(Lines of data)
"""
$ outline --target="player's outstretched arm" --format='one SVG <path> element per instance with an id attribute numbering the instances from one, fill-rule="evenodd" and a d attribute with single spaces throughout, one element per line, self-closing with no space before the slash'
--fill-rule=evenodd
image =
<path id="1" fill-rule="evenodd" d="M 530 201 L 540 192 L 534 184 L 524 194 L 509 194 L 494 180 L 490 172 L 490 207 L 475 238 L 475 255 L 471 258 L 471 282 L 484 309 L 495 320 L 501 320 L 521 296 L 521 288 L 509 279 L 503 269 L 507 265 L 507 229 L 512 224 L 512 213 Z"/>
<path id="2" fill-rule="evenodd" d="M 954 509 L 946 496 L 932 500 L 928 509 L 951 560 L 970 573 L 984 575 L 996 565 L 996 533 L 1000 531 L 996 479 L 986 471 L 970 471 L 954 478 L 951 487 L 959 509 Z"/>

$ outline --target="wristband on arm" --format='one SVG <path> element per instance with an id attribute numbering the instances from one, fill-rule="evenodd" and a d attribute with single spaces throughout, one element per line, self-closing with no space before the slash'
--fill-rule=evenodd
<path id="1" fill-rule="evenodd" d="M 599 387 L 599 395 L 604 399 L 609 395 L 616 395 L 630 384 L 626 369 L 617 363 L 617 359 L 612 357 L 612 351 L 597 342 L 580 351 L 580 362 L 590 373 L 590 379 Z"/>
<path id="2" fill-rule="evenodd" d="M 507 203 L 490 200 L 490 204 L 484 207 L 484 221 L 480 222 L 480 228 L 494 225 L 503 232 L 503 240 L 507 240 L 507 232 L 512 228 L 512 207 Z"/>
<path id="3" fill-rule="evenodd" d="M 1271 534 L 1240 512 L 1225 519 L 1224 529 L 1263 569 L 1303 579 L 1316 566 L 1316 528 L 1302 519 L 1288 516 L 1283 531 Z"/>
"""
What is expected: Update the records by replacing "outline" with "trace" and leave everything else unchanged.

Answer to this exercise:
$ trace --target="player's outstretched arm" --format='one SVG <path> element per instance with an id attribute numbering the instances from one, fill-rule="evenodd" and a d attribute with single spaces throughout, one element per line, self-closing with no space before the slash'
--fill-rule=evenodd
image =
<path id="1" fill-rule="evenodd" d="M 530 201 L 540 192 L 534 184 L 524 194 L 509 194 L 494 180 L 490 172 L 490 207 L 475 238 L 475 255 L 471 258 L 471 282 L 484 309 L 495 320 L 501 320 L 521 296 L 521 288 L 509 279 L 503 269 L 507 265 L 507 229 L 512 224 L 512 213 Z"/>
<path id="2" fill-rule="evenodd" d="M 954 509 L 946 496 L 932 500 L 928 509 L 951 560 L 970 573 L 984 575 L 996 565 L 996 533 L 1000 531 L 996 479 L 986 471 L 970 471 L 954 478 L 951 487 L 959 509 Z"/>

$ trace --target="wristband on arm" --format='one SVG <path> element per instance with an id attribute numbering the instances from one, fill-rule="evenodd" and a d attribute with single spaces throughout, one element per line, self-closing with no space before the slash'
--fill-rule=evenodd
<path id="1" fill-rule="evenodd" d="M 599 387 L 599 395 L 604 399 L 609 395 L 616 395 L 630 384 L 626 369 L 617 363 L 617 359 L 612 357 L 612 351 L 597 342 L 580 351 L 580 362 L 590 373 L 590 379 Z"/>
<path id="2" fill-rule="evenodd" d="M 507 203 L 490 200 L 490 204 L 484 207 L 484 221 L 480 222 L 480 228 L 494 225 L 503 232 L 503 240 L 507 240 L 507 232 L 512 228 L 512 207 Z"/>
<path id="3" fill-rule="evenodd" d="M 1271 534 L 1240 512 L 1225 519 L 1224 529 L 1263 569 L 1303 579 L 1316 566 L 1316 528 L 1302 519 L 1288 516 L 1283 531 Z"/>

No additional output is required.